- _What is needed_:
Your task is to copy the material exactly.
□ □ □
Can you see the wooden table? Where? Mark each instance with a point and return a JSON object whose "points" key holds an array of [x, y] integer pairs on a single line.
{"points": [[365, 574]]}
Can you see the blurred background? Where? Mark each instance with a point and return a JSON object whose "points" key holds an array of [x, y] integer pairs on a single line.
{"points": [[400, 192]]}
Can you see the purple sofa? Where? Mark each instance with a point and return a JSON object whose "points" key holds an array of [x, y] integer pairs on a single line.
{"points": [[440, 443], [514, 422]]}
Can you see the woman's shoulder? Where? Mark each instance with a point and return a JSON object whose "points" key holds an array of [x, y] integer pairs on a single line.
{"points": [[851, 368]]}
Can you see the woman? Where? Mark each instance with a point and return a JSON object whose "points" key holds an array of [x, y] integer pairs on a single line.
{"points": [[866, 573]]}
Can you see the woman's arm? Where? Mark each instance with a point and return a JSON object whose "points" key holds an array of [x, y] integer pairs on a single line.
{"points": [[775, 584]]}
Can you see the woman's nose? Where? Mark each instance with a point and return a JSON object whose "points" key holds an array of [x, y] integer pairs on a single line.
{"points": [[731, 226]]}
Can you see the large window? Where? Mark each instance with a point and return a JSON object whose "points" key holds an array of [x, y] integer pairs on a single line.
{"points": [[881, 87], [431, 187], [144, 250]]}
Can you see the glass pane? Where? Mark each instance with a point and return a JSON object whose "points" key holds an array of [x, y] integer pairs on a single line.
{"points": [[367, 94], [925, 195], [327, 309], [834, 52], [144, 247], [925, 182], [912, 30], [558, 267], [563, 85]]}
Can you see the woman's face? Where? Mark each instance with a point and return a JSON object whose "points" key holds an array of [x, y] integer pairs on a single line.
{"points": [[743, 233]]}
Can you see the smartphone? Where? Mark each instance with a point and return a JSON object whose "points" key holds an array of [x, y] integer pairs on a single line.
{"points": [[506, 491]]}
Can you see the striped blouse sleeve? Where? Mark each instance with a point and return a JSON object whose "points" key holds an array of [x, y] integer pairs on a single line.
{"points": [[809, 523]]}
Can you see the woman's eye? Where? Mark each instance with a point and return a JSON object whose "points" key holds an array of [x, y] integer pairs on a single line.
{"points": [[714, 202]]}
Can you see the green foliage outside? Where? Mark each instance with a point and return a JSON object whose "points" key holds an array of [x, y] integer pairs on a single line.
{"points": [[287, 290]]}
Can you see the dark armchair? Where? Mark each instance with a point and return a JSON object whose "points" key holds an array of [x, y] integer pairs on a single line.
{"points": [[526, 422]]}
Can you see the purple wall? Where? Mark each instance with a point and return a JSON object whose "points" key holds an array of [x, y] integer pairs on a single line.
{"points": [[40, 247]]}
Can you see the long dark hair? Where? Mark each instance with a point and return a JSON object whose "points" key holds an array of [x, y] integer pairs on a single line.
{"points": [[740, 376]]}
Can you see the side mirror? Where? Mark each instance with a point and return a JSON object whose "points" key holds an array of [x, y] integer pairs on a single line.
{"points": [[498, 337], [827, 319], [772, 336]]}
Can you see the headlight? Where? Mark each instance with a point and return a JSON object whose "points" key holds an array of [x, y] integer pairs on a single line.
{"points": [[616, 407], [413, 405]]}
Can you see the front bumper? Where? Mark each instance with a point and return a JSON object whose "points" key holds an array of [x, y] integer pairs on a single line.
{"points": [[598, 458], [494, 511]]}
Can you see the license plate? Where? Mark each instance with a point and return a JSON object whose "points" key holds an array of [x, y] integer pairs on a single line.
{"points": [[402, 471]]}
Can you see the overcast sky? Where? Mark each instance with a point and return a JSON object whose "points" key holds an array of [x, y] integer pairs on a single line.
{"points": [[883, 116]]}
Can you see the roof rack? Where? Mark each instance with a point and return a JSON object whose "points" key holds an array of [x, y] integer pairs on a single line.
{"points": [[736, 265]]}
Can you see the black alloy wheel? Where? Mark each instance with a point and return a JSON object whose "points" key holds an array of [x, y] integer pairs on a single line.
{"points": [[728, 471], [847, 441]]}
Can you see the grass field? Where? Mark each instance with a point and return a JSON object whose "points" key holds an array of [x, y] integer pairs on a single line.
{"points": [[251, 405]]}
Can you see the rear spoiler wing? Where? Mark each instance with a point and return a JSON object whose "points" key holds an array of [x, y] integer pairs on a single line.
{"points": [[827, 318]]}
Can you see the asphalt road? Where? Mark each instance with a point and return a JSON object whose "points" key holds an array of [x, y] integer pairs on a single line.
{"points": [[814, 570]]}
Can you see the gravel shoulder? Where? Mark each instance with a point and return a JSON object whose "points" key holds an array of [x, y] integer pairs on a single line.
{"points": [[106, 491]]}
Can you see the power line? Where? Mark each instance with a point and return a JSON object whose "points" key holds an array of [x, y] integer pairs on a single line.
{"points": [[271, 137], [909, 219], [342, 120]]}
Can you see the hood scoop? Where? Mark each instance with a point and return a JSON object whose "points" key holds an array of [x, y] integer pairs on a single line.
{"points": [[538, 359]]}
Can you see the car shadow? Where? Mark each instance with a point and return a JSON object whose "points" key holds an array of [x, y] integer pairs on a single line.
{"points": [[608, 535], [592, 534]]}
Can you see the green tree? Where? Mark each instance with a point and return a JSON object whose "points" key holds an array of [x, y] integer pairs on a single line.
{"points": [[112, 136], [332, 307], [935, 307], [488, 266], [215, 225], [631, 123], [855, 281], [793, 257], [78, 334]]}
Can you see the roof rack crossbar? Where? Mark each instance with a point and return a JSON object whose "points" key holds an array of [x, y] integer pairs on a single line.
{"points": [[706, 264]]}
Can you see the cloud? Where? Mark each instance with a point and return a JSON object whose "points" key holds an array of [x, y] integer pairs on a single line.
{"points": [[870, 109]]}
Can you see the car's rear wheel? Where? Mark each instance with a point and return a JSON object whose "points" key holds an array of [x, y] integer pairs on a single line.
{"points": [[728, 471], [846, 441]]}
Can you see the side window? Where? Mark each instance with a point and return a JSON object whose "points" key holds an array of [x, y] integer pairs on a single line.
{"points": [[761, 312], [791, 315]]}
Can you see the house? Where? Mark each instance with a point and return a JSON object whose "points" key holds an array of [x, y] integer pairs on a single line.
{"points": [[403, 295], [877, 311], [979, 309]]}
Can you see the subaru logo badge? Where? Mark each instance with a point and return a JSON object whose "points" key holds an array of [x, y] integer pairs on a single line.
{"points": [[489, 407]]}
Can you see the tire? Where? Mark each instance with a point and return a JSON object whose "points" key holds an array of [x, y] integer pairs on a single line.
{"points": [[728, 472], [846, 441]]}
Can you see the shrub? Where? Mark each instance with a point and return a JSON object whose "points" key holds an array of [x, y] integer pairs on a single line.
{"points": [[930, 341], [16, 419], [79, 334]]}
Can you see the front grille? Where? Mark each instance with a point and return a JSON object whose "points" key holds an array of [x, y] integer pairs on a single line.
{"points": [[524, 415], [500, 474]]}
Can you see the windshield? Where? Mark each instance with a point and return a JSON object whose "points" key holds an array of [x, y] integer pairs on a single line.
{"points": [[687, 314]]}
□ □ □
- _Output for this exercise_:
Can you see the wooden table? Where? Mark each instance with a point and return a JSON object whose "points" key holds an array of [x, y] integer pairs on a single line.
{"points": [[365, 574]]}
Can you see the blurred background? Where? Mark each instance with a point and return a JSON object whose "points" key holds an array of [x, y] integer pairs on a single line.
{"points": [[400, 192]]}
Can you see the purple sofa? Where? Mark each instance with a point and return a JSON object whose "points" key holds an array of [x, y] integer pairs on a single line.
{"points": [[440, 443], [514, 422]]}
Can you see the woman's shoulder? Where? Mark each instance with a point and return a JSON object whose "points" key holds an array of [x, y] integer pairs on a single line.
{"points": [[851, 368]]}
Can you see the woman? Where? Mark each instance with a point and return a JSON object whose "points" key holds an array of [x, y] integer pairs on a single line.
{"points": [[866, 573]]}
Can you see the woman's arm? Where? Mark each instance with a point and return a JSON object whose "points" key holds an array of [x, y] integer pairs on a single line.
{"points": [[775, 584]]}
Can you see the woman's nose? Where? Mark each instance with a point and return a JSON object whose "points" key holds an array of [x, y] integer pairs on a single line.
{"points": [[731, 226]]}
Can you see the large window? Where? Mark each instance with a point and return a JSON object whose "points" key holds an array of [x, y] integer pairs on a single line.
{"points": [[881, 87], [431, 187], [144, 250]]}
Can you see the glass pane? Where? Mark each instance with a point and return a JSON object whose "points" key holds an array of [x, y] integer pairs on a single line.
{"points": [[367, 94], [925, 195], [327, 309], [834, 52], [144, 247], [925, 182], [912, 30], [558, 267], [563, 85]]}
Can you see the woman's face? Where? Mark each instance with a point and return a JSON object whose "points" key holds an array of [x, y] integer pairs on a single line.
{"points": [[743, 233]]}
Can you see the smartphone? Where? Mark each instance with a point and return a JSON object whose "points" key holds an array of [x, y] integer pairs on a single line.
{"points": [[506, 491]]}
Can you see the striped blouse sleeve? Where? Mark each instance with a point and return a JSON object whose "points" key holds an array of [x, y] integer pairs on a single line.
{"points": [[809, 523]]}
Can you see the woman's eye? Where? Mark each instance with a point and return a JSON object whose "points" key holds an array of [x, y] integer pairs on a single line.
{"points": [[714, 202]]}
Can you see the green foliage outside? Where? Mark each instance with a point and return a JSON object whose "points" key holds an array of [x, y] integer pairs on a single line.
{"points": [[287, 290]]}
Can you see the dark armchair? Where? Mark each instance with a point and return a JSON object whose "points" key holds an array of [x, y] integer pairs on a single line.
{"points": [[526, 422]]}
Can you see the purple wall? Where? Mark each instance with a point and return a JSON object whose "points" key holds an array of [x, y] integer pairs on a single line.
{"points": [[40, 247]]}
Can you see the long dark hair? Where? Mark each instance with a point and return a JSON object whose "points" key holds an array of [x, y] integer pairs on a single line.
{"points": [[740, 376]]}
Can you see the side mirror? Where? Mark each instance with a point and return a JSON object whose "points" key holds an array of [x, y] integer pairs on a single line.
{"points": [[498, 337], [827, 319], [772, 336]]}
Can you see the headlight? Where? Mark each instance with a point and return a JSON object whose "points" key holds an array of [x, y] integer pairs on a single line.
{"points": [[616, 407], [413, 405]]}
Can you see the front bumper? Where? Mark each instance with a point and return a JSON object whose "points" key holds an array of [x, y] integer pairs on a single line.
{"points": [[598, 458], [494, 511]]}
Can you see the license plate? Where? Mark each instance with a point and return a JSON object whose "points" key holds an array of [x, y] integer pairs on a single line.
{"points": [[402, 471]]}
Can you see the overcast sky? Where? Mark each instance with a point and return a JSON object whose "points" key holds an array of [x, y] integer pairs on a single line.
{"points": [[883, 116]]}
Can you see the roof rack? Where? Mark each instance with a point and return a JSON object whose "points" key holds an array of [x, y] integer pairs on a single line.
{"points": [[736, 265]]}
Can you see the black alloy wheel? Where? Mark each instance with a point and return a JSON object whose "points" key holds an array of [x, y] integer pairs on a single line.
{"points": [[728, 471], [847, 441]]}
Can you see the grass field? Where? Mark each instance with a point and return a JSON object whose "points" key holds an array of [x, y] integer pairs on a single line.
{"points": [[251, 405]]}
Can you see the rear spoiler wing? Where? Mark each instance with a point and return a JSON object whose "points" key holds an array of [x, y] integer pairs on a single line.
{"points": [[827, 318]]}
Can you see the asphalt road? Where? Mark each instance with a point and return a JSON object whose "points" key holds an array of [x, y] integer pairs on a single line.
{"points": [[814, 570]]}
Can you see the gravel shoulder? Where? Mark each instance with a point and return a JSON object whose "points" key holds an array of [x, y] integer pairs on a single line.
{"points": [[106, 491]]}
Can you see the power line? Where? Mark each instance with a point and return a JSON object whose "points" key holds an array of [x, y] integer pairs on a single line.
{"points": [[271, 137], [909, 219], [342, 120]]}
Can you see the hood scoop? Where? Mark each instance with a point and return a JSON object whose "points" key holds an array of [x, y] integer pairs on a single line.
{"points": [[538, 359]]}
Can you see the car shadow? Where? Mark each instance with a point and return a JSON object whose "points" key holds an array of [x, y] integer pairs on a single line.
{"points": [[608, 535], [592, 534]]}
Can you see the green tree? Where? Mark each instance with a point and return a JSON object whose "points" key holds an array of [x, y] integer pairs on a single line.
{"points": [[112, 136], [332, 307], [935, 307], [488, 266], [215, 225], [631, 123], [855, 281], [793, 257], [78, 334]]}
Can you see the roof rack crossbar? Where? Mark each instance with a point and return a JSON object whose "points" key holds an array of [x, y] integer pairs on a single line.
{"points": [[706, 264]]}
Can you see the cloud? Where? Mark each instance with a point and return a JSON object whose "points" key holds an array of [x, y] integer pairs on a single line.
{"points": [[870, 109]]}
Can you see the car's rear wheel? Where? Mark each instance with a point and return a JSON object whose "points" key holds an array of [x, y] integer pairs on a single line.
{"points": [[728, 471], [846, 441]]}
Can you see the side window? Where? Mark each instance with a point and return a JSON object whose "points" key holds an array of [x, y] integer pairs on a single line.
{"points": [[761, 312], [791, 315]]}
Can you see the house? Where? Mark each instance with a point and return a JSON object whose "points" key holds an array of [x, y] integer pairs on a single line.
{"points": [[403, 295], [877, 311], [979, 309]]}
Can you see the subaru logo badge? Where? Mark each instance with a point and return a JSON object whose "points" key holds an array of [x, y] integer pairs on a single line.
{"points": [[489, 407]]}
Can you see the tire? Where? Mark each instance with a point and return a JSON object whose "points" key holds an array of [x, y] integer pairs on a single line.
{"points": [[728, 472], [846, 441]]}
Can you see the shrub? Where? Mark each instance with a point and return a JSON object whose "points" key holds an array of [x, y] integer pairs on a single line.
{"points": [[930, 341], [16, 419], [79, 334]]}
Can you see the front grille? Where? Mark each instance with a point and return a JSON object whose "points" key holds an array of [x, y] integer pairs on a single line.
{"points": [[524, 415], [500, 474]]}
Can you see the windshield? Where? Mark each instance with a point and return a JSON object whose "points" key holds an array of [x, y] integer pairs on a single line.
{"points": [[687, 314]]}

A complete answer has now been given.